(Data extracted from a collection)
• • • •
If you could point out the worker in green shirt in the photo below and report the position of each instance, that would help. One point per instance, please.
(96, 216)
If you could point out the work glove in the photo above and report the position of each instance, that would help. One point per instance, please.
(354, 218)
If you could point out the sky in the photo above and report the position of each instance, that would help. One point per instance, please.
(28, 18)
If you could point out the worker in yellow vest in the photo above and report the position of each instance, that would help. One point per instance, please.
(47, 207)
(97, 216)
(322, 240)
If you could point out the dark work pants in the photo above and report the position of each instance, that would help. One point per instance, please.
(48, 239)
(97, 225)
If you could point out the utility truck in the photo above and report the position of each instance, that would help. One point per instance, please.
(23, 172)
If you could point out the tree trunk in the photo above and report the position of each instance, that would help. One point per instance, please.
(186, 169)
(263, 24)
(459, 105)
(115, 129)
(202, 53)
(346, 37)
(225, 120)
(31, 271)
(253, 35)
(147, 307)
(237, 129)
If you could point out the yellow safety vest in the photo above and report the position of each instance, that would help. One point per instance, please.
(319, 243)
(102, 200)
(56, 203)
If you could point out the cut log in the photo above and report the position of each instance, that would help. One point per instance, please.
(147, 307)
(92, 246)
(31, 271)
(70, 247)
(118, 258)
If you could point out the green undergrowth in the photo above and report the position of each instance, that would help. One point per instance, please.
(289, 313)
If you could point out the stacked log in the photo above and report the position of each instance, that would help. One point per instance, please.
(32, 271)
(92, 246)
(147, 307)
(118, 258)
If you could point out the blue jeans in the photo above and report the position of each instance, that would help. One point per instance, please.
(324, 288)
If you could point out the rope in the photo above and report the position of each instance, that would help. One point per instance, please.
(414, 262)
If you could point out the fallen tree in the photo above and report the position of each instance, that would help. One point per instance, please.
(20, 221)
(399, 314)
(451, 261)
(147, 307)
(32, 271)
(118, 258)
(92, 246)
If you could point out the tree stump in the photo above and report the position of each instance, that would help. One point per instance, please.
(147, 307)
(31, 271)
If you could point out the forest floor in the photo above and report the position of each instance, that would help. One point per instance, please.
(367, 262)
• • • •
Aim => Restate the whole listing exactly, leaving out nothing.

Correct result =>
If you could point out the worker in green shirt in the photo below and report the position of each instance, that would help. One point per instance, please.
(96, 216)
If you could point out the work glove in the photo above and report the position of each instance, that would help. One point per instance, please.
(354, 218)
If you could point out the sky in the photo above and report the position of each instance, that would help. One point per instance, please.
(28, 18)
If you could point out the worker in yellow vest in the photo above and report the position of each instance, that would help. One point per instance, please.
(47, 207)
(97, 216)
(322, 240)
If you could point out the dark work pants in the photo above and report the position of each instance, that would help. One point per instance, please.
(48, 239)
(97, 225)
If you could point out the utility truck in the photo above and report the position of each instance, that would help. One point per instance, please.
(23, 172)
If you could point out the tree trunk in the photo above and report the position of each instance, that would help. One point per instance, please.
(186, 169)
(263, 24)
(459, 105)
(115, 129)
(202, 53)
(346, 37)
(225, 120)
(31, 271)
(253, 35)
(147, 307)
(237, 129)
If you could point out the yellow safety vest in the photo above and report the position of each instance, that would help. One point per instance, please.
(319, 243)
(102, 200)
(56, 203)
If you could point out the cut log in the photo above and report the position of each instance, that would help. One point per instance, please.
(147, 307)
(92, 246)
(31, 271)
(70, 247)
(118, 258)
If you could point out the green undergrowth in the photo above and report the position of each instance, that would help. One point per instance, please.
(289, 313)
If you could point out the stacked log in the photo above and report the position of each instance, that would help. One point per instance, please.
(32, 271)
(92, 246)
(147, 307)
(118, 258)
If you could point out the blue jeans in the photo above and report the position of each instance, that would help. One point per instance, please.
(324, 288)
If you could point out the rope in the photo above and report the position of each instance, that would help. One point per instance, please.
(414, 262)
If you could point out the fallen tree in the photo above and report the position of each instance, that would help. One point per instance, please.
(20, 221)
(399, 314)
(451, 261)
(147, 307)
(32, 271)
(118, 258)
(92, 246)
If you could point out the tree stump in the photo above and report the position of each instance, that would help. One point per instance, please.
(147, 307)
(31, 271)
If you could point out the forest floor in the photo above and report the position of each instance, that would help. One point per instance, please.
(367, 262)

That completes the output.